> **Exercise instructions**
Rescale everything from the line containing "In the UI shown above, point me to the mowed" down to the end of the records, and reproduce those lines alone, instruction lines included and unchanged. Multiply every bounding-box coordinate in the answers by 2.2, rounding to whole numbers with halves rounded up.
######
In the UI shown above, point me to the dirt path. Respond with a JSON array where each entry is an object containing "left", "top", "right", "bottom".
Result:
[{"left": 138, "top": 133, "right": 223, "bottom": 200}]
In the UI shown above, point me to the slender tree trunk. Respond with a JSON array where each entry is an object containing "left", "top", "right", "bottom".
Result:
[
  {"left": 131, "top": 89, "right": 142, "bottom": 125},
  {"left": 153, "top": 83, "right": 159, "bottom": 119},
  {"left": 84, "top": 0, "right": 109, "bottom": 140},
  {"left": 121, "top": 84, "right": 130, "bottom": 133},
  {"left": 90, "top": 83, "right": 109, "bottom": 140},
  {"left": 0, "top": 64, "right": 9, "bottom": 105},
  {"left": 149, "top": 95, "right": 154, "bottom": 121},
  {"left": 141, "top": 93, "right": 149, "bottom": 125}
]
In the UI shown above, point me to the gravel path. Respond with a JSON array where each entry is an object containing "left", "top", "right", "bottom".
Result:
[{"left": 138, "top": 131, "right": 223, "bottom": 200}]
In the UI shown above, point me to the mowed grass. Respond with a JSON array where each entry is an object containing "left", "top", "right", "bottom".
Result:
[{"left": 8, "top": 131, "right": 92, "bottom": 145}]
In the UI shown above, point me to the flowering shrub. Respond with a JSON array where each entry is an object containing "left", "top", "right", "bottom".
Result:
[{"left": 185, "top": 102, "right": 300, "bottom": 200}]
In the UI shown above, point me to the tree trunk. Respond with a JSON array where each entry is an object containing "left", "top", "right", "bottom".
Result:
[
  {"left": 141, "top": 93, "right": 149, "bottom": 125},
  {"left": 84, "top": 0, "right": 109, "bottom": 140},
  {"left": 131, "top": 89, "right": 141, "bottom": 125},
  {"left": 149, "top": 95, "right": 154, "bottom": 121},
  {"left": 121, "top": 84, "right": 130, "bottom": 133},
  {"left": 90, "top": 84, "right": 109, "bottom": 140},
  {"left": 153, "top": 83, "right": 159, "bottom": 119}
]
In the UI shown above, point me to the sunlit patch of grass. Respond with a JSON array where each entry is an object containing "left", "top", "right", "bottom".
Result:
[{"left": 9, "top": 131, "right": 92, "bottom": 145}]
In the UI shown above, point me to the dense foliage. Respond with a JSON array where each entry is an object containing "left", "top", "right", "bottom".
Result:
######
> **Final answer**
In the UI shown above, point me to the mowed grass. Respond with a JSON array where each entry is an object containing "left", "top", "right", "bottom".
Result:
[{"left": 18, "top": 288, "right": 202, "bottom": 319}]
In the UI shown above, point me to the flowering shrub. Respond with a JSON array where each entry is an object containing "left", "top", "right", "bottom".
Result:
[{"left": 407, "top": 224, "right": 660, "bottom": 440}]
In the UI shown above, point me to the tree trunk. Respond with a JSON array where each entry is an object containing "left", "top", "right", "bottom".
Result:
[
  {"left": 310, "top": 205, "right": 328, "bottom": 275},
  {"left": 185, "top": 0, "right": 240, "bottom": 308},
  {"left": 288, "top": 196, "right": 310, "bottom": 275},
  {"left": 328, "top": 209, "right": 339, "bottom": 266},
  {"left": 266, "top": 185, "right": 286, "bottom": 293},
  {"left": 198, "top": 185, "right": 240, "bottom": 308},
  {"left": 337, "top": 183, "right": 350, "bottom": 262}
]
In the UI shown above, point me to the sunlit patch of grass. Respond with a JSON array where each entry is an object containing "left", "top", "right", "bottom".
Result:
[{"left": 20, "top": 288, "right": 202, "bottom": 319}]
In the UI shown above, point me to the dense foliage. Respond with a JSON array where each entry is an object containing "left", "top", "right", "bottom".
Result:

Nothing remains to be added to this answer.